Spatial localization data
Content starts
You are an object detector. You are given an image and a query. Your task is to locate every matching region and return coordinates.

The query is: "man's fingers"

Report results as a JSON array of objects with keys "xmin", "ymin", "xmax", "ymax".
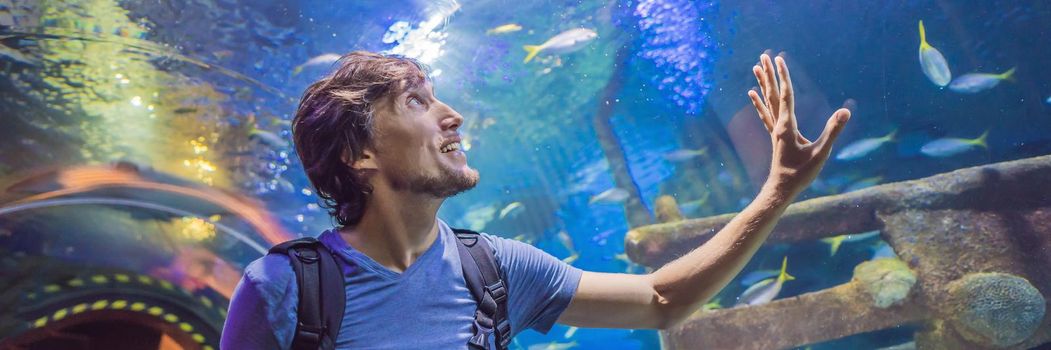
[
  {"xmin": 815, "ymin": 108, "xmax": 852, "ymax": 156},
  {"xmin": 748, "ymin": 90, "xmax": 774, "ymax": 132},
  {"xmin": 774, "ymin": 56, "xmax": 794, "ymax": 118},
  {"xmin": 761, "ymin": 54, "xmax": 780, "ymax": 118},
  {"xmin": 774, "ymin": 56, "xmax": 797, "ymax": 138},
  {"xmin": 752, "ymin": 65, "xmax": 768, "ymax": 104},
  {"xmin": 753, "ymin": 64, "xmax": 776, "ymax": 124},
  {"xmin": 751, "ymin": 66, "xmax": 775, "ymax": 130}
]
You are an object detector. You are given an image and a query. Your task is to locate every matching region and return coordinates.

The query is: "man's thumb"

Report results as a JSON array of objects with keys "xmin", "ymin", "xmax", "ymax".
[{"xmin": 817, "ymin": 108, "xmax": 851, "ymax": 154}]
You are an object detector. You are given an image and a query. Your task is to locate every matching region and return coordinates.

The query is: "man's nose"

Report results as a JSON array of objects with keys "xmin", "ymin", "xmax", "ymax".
[{"xmin": 438, "ymin": 103, "xmax": 464, "ymax": 130}]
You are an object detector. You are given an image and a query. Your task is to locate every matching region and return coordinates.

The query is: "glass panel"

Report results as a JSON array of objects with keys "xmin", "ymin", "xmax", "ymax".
[{"xmin": 2, "ymin": 1, "xmax": 1048, "ymax": 349}]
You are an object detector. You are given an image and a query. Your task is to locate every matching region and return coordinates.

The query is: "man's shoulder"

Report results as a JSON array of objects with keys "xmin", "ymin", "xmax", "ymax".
[
  {"xmin": 474, "ymin": 231, "xmax": 543, "ymax": 264},
  {"xmin": 242, "ymin": 251, "xmax": 295, "ymax": 292},
  {"xmin": 475, "ymin": 231, "xmax": 509, "ymax": 253}
]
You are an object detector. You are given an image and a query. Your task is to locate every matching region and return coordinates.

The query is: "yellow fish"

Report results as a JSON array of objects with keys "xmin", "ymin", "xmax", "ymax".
[
  {"xmin": 486, "ymin": 23, "xmax": 522, "ymax": 35},
  {"xmin": 556, "ymin": 230, "xmax": 579, "ymax": 264},
  {"xmin": 498, "ymin": 201, "xmax": 524, "ymax": 219},
  {"xmin": 512, "ymin": 234, "xmax": 534, "ymax": 244},
  {"xmin": 614, "ymin": 253, "xmax": 645, "ymax": 273},
  {"xmin": 736, "ymin": 257, "xmax": 794, "ymax": 306},
  {"xmin": 918, "ymin": 20, "xmax": 952, "ymax": 87},
  {"xmin": 949, "ymin": 68, "xmax": 1016, "ymax": 94},
  {"xmin": 820, "ymin": 230, "xmax": 880, "ymax": 256},
  {"xmin": 920, "ymin": 130, "xmax": 989, "ymax": 157},
  {"xmin": 564, "ymin": 326, "xmax": 578, "ymax": 338},
  {"xmin": 523, "ymin": 28, "xmax": 598, "ymax": 63},
  {"xmin": 702, "ymin": 297, "xmax": 722, "ymax": 311},
  {"xmin": 690, "ymin": 297, "xmax": 723, "ymax": 318}
]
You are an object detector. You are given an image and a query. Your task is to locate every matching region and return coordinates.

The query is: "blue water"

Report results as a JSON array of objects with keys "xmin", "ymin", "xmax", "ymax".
[{"xmin": 1, "ymin": 0, "xmax": 1050, "ymax": 349}]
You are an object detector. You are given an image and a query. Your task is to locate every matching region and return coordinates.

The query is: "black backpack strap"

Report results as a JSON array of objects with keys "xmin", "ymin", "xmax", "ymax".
[
  {"xmin": 453, "ymin": 228, "xmax": 511, "ymax": 350},
  {"xmin": 268, "ymin": 237, "xmax": 346, "ymax": 350}
]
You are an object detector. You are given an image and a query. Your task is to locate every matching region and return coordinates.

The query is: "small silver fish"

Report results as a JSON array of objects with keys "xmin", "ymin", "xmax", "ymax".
[
  {"xmin": 528, "ymin": 341, "xmax": 578, "ymax": 350},
  {"xmin": 591, "ymin": 229, "xmax": 616, "ymax": 246},
  {"xmin": 835, "ymin": 130, "xmax": 896, "ymax": 161},
  {"xmin": 918, "ymin": 21, "xmax": 951, "ymax": 87},
  {"xmin": 662, "ymin": 148, "xmax": 708, "ymax": 162},
  {"xmin": 523, "ymin": 28, "xmax": 598, "ymax": 63},
  {"xmin": 293, "ymin": 53, "xmax": 342, "ymax": 75},
  {"xmin": 677, "ymin": 192, "xmax": 711, "ymax": 214},
  {"xmin": 486, "ymin": 23, "xmax": 522, "ymax": 35},
  {"xmin": 563, "ymin": 326, "xmax": 578, "ymax": 339},
  {"xmin": 248, "ymin": 128, "xmax": 289, "ymax": 149},
  {"xmin": 920, "ymin": 131, "xmax": 988, "ymax": 157},
  {"xmin": 949, "ymin": 68, "xmax": 1015, "ymax": 94},
  {"xmin": 844, "ymin": 176, "xmax": 883, "ymax": 193},
  {"xmin": 877, "ymin": 341, "xmax": 916, "ymax": 350},
  {"xmin": 0, "ymin": 42, "xmax": 37, "ymax": 65},
  {"xmin": 589, "ymin": 187, "xmax": 629, "ymax": 204}
]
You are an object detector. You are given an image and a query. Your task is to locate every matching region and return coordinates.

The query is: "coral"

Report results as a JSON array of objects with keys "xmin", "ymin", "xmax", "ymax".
[
  {"xmin": 654, "ymin": 195, "xmax": 684, "ymax": 223},
  {"xmin": 946, "ymin": 272, "xmax": 1046, "ymax": 348},
  {"xmin": 853, "ymin": 258, "xmax": 916, "ymax": 308}
]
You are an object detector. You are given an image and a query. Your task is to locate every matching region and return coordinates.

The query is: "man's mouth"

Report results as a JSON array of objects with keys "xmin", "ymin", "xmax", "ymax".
[
  {"xmin": 440, "ymin": 141, "xmax": 462, "ymax": 153},
  {"xmin": 440, "ymin": 135, "xmax": 463, "ymax": 153}
]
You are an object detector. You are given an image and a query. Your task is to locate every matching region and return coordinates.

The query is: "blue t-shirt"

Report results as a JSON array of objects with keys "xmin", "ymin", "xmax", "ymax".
[{"xmin": 220, "ymin": 219, "xmax": 583, "ymax": 349}]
Content ends
### Problem description:
Set down the entries above exactly, and keep every picture out of your copy.

### Written response:
You are an object detector. You are given an image and a query. Your task is to locate every matching region and return coordinates.

The query is: "man's fingers"

Report results as a JSON array of objects with keys "xmin", "ymin", "xmax", "ymax".
[
  {"xmin": 815, "ymin": 108, "xmax": 852, "ymax": 156},
  {"xmin": 748, "ymin": 90, "xmax": 774, "ymax": 132},
  {"xmin": 774, "ymin": 56, "xmax": 794, "ymax": 118},
  {"xmin": 761, "ymin": 54, "xmax": 780, "ymax": 118},
  {"xmin": 774, "ymin": 56, "xmax": 797, "ymax": 138},
  {"xmin": 752, "ymin": 65, "xmax": 768, "ymax": 104},
  {"xmin": 753, "ymin": 64, "xmax": 776, "ymax": 124},
  {"xmin": 751, "ymin": 66, "xmax": 775, "ymax": 130}
]
You are an object detector. You are given an image and a query. Your task is to locate every matching region and return coordinates.

The query is: "man's thumb"

Report results as a JSON array of objects with keys "xmin", "ymin", "xmax", "ymax".
[{"xmin": 817, "ymin": 108, "xmax": 851, "ymax": 154}]
You are an object detector. You are given an image and a query. Your task is to locate every matching region and return coordinates.

The query is: "man's nose"

Report results as a JSON array of objects with keys "xmin", "ymin", "xmax", "ymax".
[{"xmin": 438, "ymin": 103, "xmax": 464, "ymax": 130}]
You are an object detector. You are given an image and a query. Your task is to locate every matching region and return coordinates.

The query is: "glass panel"

Report results as a JSON array of objects with keys "xmin", "ymin", "xmax", "ymax".
[{"xmin": 2, "ymin": 1, "xmax": 1048, "ymax": 349}]
You are an object detector. You are given an image and a query. Your task is to locate every matching region and return coordinates.

The query is: "man's shoulder"

Report results as a JSON array of objects with keys "xmin", "ymin", "xmax", "ymax".
[
  {"xmin": 474, "ymin": 231, "xmax": 543, "ymax": 264},
  {"xmin": 242, "ymin": 251, "xmax": 295, "ymax": 292},
  {"xmin": 475, "ymin": 231, "xmax": 509, "ymax": 253}
]
You are an object detector. You are given an image and a query. Your task is to locate every matching region and return coordinates.

The query is: "yellow fish"

Report results as a JSON array of objects with keys "xmin", "ymin", "xmax", "ymax".
[
  {"xmin": 486, "ymin": 23, "xmax": 522, "ymax": 35},
  {"xmin": 556, "ymin": 230, "xmax": 579, "ymax": 264},
  {"xmin": 498, "ymin": 201, "xmax": 524, "ymax": 219},
  {"xmin": 512, "ymin": 234, "xmax": 534, "ymax": 244},
  {"xmin": 614, "ymin": 253, "xmax": 645, "ymax": 273},
  {"xmin": 736, "ymin": 257, "xmax": 794, "ymax": 306},
  {"xmin": 918, "ymin": 20, "xmax": 952, "ymax": 87},
  {"xmin": 949, "ymin": 68, "xmax": 1016, "ymax": 94},
  {"xmin": 820, "ymin": 230, "xmax": 880, "ymax": 256},
  {"xmin": 920, "ymin": 130, "xmax": 989, "ymax": 157},
  {"xmin": 564, "ymin": 326, "xmax": 578, "ymax": 338},
  {"xmin": 523, "ymin": 28, "xmax": 598, "ymax": 63},
  {"xmin": 702, "ymin": 297, "xmax": 722, "ymax": 311},
  {"xmin": 690, "ymin": 297, "xmax": 723, "ymax": 318}
]
You are an object detector. You are given an image and a query. Your task is to locate every matching region and return coordinates.

The query is: "blue water"

Report results as a JSON array of objects with keys "xmin", "ymin", "xmax", "ymax".
[{"xmin": 1, "ymin": 0, "xmax": 1050, "ymax": 349}]
You are an object detector. You are given an image and a query. Your task is to locate every matching region and return coordinates.

The query is: "black backpack strap"

Report results as a JSON array of objects with keys "xmin", "ymin", "xmax", "ymax".
[
  {"xmin": 453, "ymin": 228, "xmax": 511, "ymax": 350},
  {"xmin": 268, "ymin": 237, "xmax": 346, "ymax": 350}
]
You are an object detector. You are given an image and a query. Your task is to locate every matching region and return coordinates.

The query is: "small silver fish"

Report results as a JSON array of objects with keys "xmin", "ymin", "xmax", "ymax".
[
  {"xmin": 528, "ymin": 341, "xmax": 578, "ymax": 350},
  {"xmin": 591, "ymin": 229, "xmax": 616, "ymax": 246},
  {"xmin": 835, "ymin": 130, "xmax": 896, "ymax": 161},
  {"xmin": 918, "ymin": 21, "xmax": 951, "ymax": 87},
  {"xmin": 662, "ymin": 148, "xmax": 708, "ymax": 162},
  {"xmin": 523, "ymin": 28, "xmax": 598, "ymax": 63},
  {"xmin": 293, "ymin": 53, "xmax": 342, "ymax": 75},
  {"xmin": 677, "ymin": 192, "xmax": 711, "ymax": 214},
  {"xmin": 486, "ymin": 23, "xmax": 522, "ymax": 35},
  {"xmin": 563, "ymin": 326, "xmax": 578, "ymax": 339},
  {"xmin": 248, "ymin": 128, "xmax": 289, "ymax": 149},
  {"xmin": 920, "ymin": 131, "xmax": 988, "ymax": 157},
  {"xmin": 949, "ymin": 68, "xmax": 1015, "ymax": 94},
  {"xmin": 844, "ymin": 176, "xmax": 883, "ymax": 193},
  {"xmin": 877, "ymin": 341, "xmax": 916, "ymax": 350},
  {"xmin": 0, "ymin": 42, "xmax": 37, "ymax": 65},
  {"xmin": 589, "ymin": 187, "xmax": 629, "ymax": 204}
]
You are an object detector. You are given an image and a query. Your task is to locate every matching region and return coordinates.

The query is: "coral"

Report results as a JSON array of objects with keys "xmin", "ymin", "xmax", "ymax".
[
  {"xmin": 654, "ymin": 195, "xmax": 684, "ymax": 223},
  {"xmin": 946, "ymin": 272, "xmax": 1046, "ymax": 348},
  {"xmin": 853, "ymin": 258, "xmax": 916, "ymax": 308}
]
You are an object detector. You are given an image and a query. Your task is to locate every matching region and return coordinates.

The query is: "man's mouth"

Report results as a JSON array of objects with keys "xmin", "ymin", "xmax", "ymax".
[
  {"xmin": 440, "ymin": 141, "xmax": 462, "ymax": 153},
  {"xmin": 440, "ymin": 135, "xmax": 463, "ymax": 153}
]
You are an object detector. You are given an image and a query. Your task is to locate every matching region and return coordinates.

The query is: "blue t-shirt"

Report results as a JSON array of objects with keys "xmin", "ymin", "xmax", "ymax".
[{"xmin": 220, "ymin": 219, "xmax": 583, "ymax": 349}]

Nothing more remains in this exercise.